# [GIVEN RECORDS]
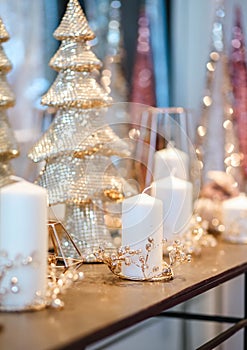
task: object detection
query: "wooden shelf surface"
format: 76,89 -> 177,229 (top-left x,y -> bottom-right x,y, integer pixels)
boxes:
0,242 -> 247,350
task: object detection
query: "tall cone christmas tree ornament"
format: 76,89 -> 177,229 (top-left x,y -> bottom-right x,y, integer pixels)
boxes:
29,0 -> 134,262
229,8 -> 247,182
0,19 -> 19,187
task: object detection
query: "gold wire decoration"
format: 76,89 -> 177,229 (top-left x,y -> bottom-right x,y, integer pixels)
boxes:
29,0 -> 135,261
193,1 -> 243,233
95,237 -> 191,282
0,251 -> 84,311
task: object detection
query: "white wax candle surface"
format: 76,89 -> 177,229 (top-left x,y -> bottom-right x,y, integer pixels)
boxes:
122,193 -> 163,278
151,176 -> 193,240
222,194 -> 247,243
153,147 -> 189,181
0,180 -> 48,310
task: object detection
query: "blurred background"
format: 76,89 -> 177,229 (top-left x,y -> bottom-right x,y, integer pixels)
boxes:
0,0 -> 247,350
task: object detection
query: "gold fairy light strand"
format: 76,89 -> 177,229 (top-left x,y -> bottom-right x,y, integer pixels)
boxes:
196,5 -> 241,183
54,0 -> 95,41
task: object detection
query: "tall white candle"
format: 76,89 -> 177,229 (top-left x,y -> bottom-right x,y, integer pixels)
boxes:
122,193 -> 163,279
222,193 -> 247,243
151,175 -> 192,240
153,146 -> 189,181
0,180 -> 48,311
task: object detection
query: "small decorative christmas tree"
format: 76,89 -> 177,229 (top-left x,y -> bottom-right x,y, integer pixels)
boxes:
0,18 -> 19,187
29,0 -> 132,261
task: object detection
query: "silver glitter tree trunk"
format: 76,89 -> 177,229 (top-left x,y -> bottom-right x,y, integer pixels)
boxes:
61,201 -> 116,262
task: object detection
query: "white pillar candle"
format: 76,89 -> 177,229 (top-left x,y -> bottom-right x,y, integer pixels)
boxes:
222,193 -> 247,243
0,180 -> 48,311
122,193 -> 163,279
153,146 -> 189,181
151,176 -> 193,240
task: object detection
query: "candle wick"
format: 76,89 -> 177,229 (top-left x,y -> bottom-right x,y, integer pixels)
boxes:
142,185 -> 152,194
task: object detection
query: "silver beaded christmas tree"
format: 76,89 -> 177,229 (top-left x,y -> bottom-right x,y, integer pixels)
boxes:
29,0 -> 132,261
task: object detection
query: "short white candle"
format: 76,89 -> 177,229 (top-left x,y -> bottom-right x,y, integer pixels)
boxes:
222,193 -> 247,243
151,175 -> 192,240
122,193 -> 163,279
153,146 -> 189,181
0,180 -> 48,311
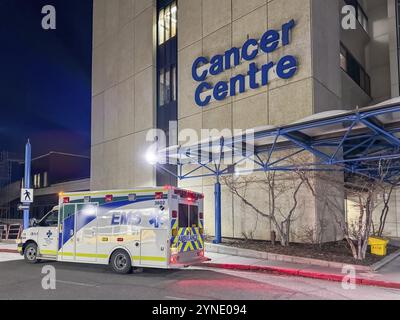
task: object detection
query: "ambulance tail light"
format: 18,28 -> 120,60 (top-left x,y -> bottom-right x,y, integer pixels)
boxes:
170,256 -> 179,264
155,192 -> 164,200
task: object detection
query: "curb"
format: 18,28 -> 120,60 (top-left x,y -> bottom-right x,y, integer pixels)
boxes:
206,242 -> 373,272
202,263 -> 400,289
0,249 -> 19,253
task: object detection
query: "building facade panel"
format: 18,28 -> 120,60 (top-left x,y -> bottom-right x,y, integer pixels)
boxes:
91,0 -> 399,241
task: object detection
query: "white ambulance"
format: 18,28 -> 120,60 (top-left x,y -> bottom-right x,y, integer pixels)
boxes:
18,186 -> 206,273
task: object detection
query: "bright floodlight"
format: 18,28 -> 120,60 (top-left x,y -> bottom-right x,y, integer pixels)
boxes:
146,147 -> 158,166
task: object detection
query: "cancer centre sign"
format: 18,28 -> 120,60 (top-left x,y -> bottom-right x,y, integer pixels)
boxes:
192,20 -> 298,107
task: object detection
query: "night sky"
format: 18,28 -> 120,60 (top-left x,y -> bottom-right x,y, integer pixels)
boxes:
0,0 -> 92,156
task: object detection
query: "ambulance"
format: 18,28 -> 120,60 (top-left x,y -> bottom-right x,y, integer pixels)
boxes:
18,186 -> 206,274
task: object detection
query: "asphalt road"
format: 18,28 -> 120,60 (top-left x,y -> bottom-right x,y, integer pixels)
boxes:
0,260 -> 400,300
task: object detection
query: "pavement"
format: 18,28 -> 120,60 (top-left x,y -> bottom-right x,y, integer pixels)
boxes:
0,243 -> 400,300
204,253 -> 400,289
0,254 -> 400,298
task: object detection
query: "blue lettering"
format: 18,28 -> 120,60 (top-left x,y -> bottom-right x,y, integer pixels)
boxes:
213,81 -> 228,101
194,82 -> 212,107
225,47 -> 240,70
192,57 -> 208,82
210,54 -> 224,76
282,20 -> 295,46
276,56 -> 297,79
230,74 -> 246,97
260,30 -> 279,53
242,39 -> 258,61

# [CHALLENGE]
Copy all of the records above line for line, leaving out the pictures.

# [TASK SOLUTION]
task: object detection
query: "wooden shelf surface"
format: 76,89 -> 177,229 (top-left x,y -> bottom-right x,y, integer pixels)
boxes:
0,242 -> 247,350
task: object detection
query: "tall cone christmas tree ornament"
format: 76,89 -> 177,229 (top-left x,y -> bottom-right x,y, integer pixels)
boxes:
29,0 -> 134,262
229,8 -> 247,182
0,19 -> 19,187
task: object detection
query: "gold wire decoration"
format: 76,89 -> 177,229 (top-left x,y -> bottom-right x,y, integer pixels)
boxes:
29,0 -> 135,261
193,1 -> 243,233
95,237 -> 191,282
0,251 -> 84,311
task: object detection
query: "white wax candle surface"
format: 76,89 -> 177,229 (top-left x,y -> bottom-right x,y, integer pixels)
boxes:
122,193 -> 163,278
151,176 -> 193,240
222,194 -> 247,243
153,147 -> 189,181
0,180 -> 48,310
task: object detection
query: "blurred background"
format: 76,89 -> 177,229 (top-left x,y -> bottom-right x,y, integer pixels)
boxes:
0,0 -> 247,350
task: object detection
query: "gold fairy light strand"
format: 76,89 -> 177,229 (top-left x,y -> bottom-right x,y, integer pixels)
boxes:
196,5 -> 241,183
54,0 -> 95,41
task: object detection
query: "tall white candle"
format: 76,89 -> 177,229 (top-left x,y -> bottom-right x,y, integer pixels)
boxes:
122,193 -> 163,279
222,193 -> 247,243
151,175 -> 192,240
153,146 -> 189,181
0,180 -> 48,311
task: object detection
query: "small decorative christmas tree"
format: 76,89 -> 177,229 (top-left x,y -> bottom-right x,y, integer pixels)
boxes:
0,18 -> 19,187
29,0 -> 132,261
task: object detection
query: "silver glitter tree trunk"
format: 76,89 -> 177,229 (top-left x,y -> bottom-right x,y, integer pixels)
boxes:
61,201 -> 116,262
task: object detection
query: "white pillar candle"
format: 76,89 -> 177,229 (top-left x,y -> bottom-right x,y, integer pixels)
boxes:
222,193 -> 247,243
0,180 -> 48,311
122,193 -> 163,279
153,146 -> 189,181
151,176 -> 193,240
task: object detection
query: "candle wick"
format: 76,89 -> 177,229 (top-left x,y -> bottom-right x,y, integer pixels)
boxes:
142,185 -> 152,194
task: object detection
query: "silver beaded christmas tree"
format: 76,89 -> 177,229 (top-left x,y -> bottom-right x,y, integer pixels)
boxes:
29,0 -> 132,261
task: object detection
query: "short white candle"
format: 76,89 -> 177,229 (top-left x,y -> bottom-right x,y, integer pixels)
boxes:
222,193 -> 247,243
151,175 -> 192,240
122,193 -> 163,279
153,146 -> 189,181
0,180 -> 48,311
task: object detection
query: "ambulance tail light"
format: 18,28 -> 120,60 (top-left x,y -> bottom-right x,y, integer pixels)
boxes:
170,256 -> 179,264
155,192 -> 164,200
task: object detection
query: "curb"
format: 18,28 -> 120,60 (top-left x,y -> bottom-right x,y, integer pixels)
boxes:
206,242 -> 373,272
202,263 -> 400,289
0,249 -> 19,253
task: object detection
query: "building facade panel"
format: 18,28 -> 120,60 (top-left x,y -> bottom-right x,y, integer pixels)
boxes:
91,0 -> 399,241
task: object detection
query: "white ambulance"
format: 18,28 -> 120,60 (top-left x,y -> bottom-right x,y, integer pixels)
boxes:
18,186 -> 206,273
task: object detection
query: "bright floodlight"
format: 18,28 -> 120,60 (top-left x,y -> bottom-right x,y, integer pixels)
boxes:
146,147 -> 158,166
task: object detection
query: "cancer centre sign"
format: 18,28 -> 120,60 (top-left x,y -> bottom-right x,y, integer pixels)
boxes:
192,20 -> 298,107
task: object detection
query: "night sky"
format: 18,28 -> 120,60 (top-left x,y -> bottom-right x,y, integer pixels)
boxes:
0,0 -> 92,156
task: object detection
query: "ambulance"
format: 18,28 -> 120,60 (top-left x,y -> bottom-right x,y, integer pixels)
boxes:
18,186 -> 206,274
task: object detection
query: "asphalt road"
format: 18,28 -> 120,60 (top-left x,y -> bottom-right x,y, integer pixels)
boxes:
0,260 -> 400,300
task: object detection
query: "pavement"
format: 18,28 -> 120,60 (top-left x,y -> bottom-right x,y, integer pixels)
boxes:
0,243 -> 400,300
204,253 -> 400,289
0,254 -> 400,298
task: object detection
query: "blue lettering"
format: 18,28 -> 120,60 (top-left x,y -> bottom-right x,y, integer pixels)
boxes:
213,81 -> 228,101
194,82 -> 212,107
225,47 -> 240,70
192,57 -> 208,82
210,54 -> 224,76
282,20 -> 295,46
276,56 -> 297,79
230,74 -> 246,97
260,30 -> 279,53
242,39 -> 258,61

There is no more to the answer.